→ **PROBLEM TO SOLVE**:
Report how many lines of the data below contain the string "text". Give only the number.

→ **Items from a data source**:

--*--

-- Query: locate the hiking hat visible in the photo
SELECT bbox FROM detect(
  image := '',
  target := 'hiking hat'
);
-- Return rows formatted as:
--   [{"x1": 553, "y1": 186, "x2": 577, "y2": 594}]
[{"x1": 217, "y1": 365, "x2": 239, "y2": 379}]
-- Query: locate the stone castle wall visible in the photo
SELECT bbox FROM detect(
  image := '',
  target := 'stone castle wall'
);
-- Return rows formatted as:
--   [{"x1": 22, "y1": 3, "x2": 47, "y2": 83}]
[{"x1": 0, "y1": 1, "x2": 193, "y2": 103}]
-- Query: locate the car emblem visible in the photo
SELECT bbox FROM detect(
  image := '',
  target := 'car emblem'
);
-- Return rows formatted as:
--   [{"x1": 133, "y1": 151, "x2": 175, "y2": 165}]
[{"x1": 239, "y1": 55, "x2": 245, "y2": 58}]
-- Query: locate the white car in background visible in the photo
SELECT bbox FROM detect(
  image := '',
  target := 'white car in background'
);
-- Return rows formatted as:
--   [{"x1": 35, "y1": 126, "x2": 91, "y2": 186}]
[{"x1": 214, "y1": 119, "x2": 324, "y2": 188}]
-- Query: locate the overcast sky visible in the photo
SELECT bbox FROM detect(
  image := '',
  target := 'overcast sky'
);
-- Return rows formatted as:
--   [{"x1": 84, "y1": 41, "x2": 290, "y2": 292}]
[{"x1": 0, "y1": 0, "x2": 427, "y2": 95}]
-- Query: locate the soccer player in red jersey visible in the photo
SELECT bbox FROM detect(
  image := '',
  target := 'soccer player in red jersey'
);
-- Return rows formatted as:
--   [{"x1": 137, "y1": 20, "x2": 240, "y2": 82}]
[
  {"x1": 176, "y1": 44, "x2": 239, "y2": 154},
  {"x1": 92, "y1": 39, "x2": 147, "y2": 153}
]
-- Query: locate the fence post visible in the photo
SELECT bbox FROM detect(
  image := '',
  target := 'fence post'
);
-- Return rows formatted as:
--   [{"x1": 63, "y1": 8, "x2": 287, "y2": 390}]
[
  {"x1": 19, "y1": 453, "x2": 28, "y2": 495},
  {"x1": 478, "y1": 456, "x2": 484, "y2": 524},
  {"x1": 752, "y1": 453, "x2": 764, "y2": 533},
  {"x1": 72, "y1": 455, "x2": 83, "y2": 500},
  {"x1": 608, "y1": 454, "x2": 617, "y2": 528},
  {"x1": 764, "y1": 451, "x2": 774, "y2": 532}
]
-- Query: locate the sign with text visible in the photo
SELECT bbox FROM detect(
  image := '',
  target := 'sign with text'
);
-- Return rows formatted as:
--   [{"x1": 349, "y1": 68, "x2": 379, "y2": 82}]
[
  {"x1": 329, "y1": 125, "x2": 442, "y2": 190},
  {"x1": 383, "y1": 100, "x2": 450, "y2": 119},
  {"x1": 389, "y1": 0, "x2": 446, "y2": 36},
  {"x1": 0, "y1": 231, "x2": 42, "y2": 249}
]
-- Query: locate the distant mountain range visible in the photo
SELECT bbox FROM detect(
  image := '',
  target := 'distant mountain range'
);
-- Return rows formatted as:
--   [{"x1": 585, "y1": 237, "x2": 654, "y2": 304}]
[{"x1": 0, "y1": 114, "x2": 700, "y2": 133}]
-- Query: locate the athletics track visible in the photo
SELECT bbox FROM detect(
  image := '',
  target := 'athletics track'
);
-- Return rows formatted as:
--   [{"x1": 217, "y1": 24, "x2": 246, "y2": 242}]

--*--

→ **EXERCISE RESULT**:
2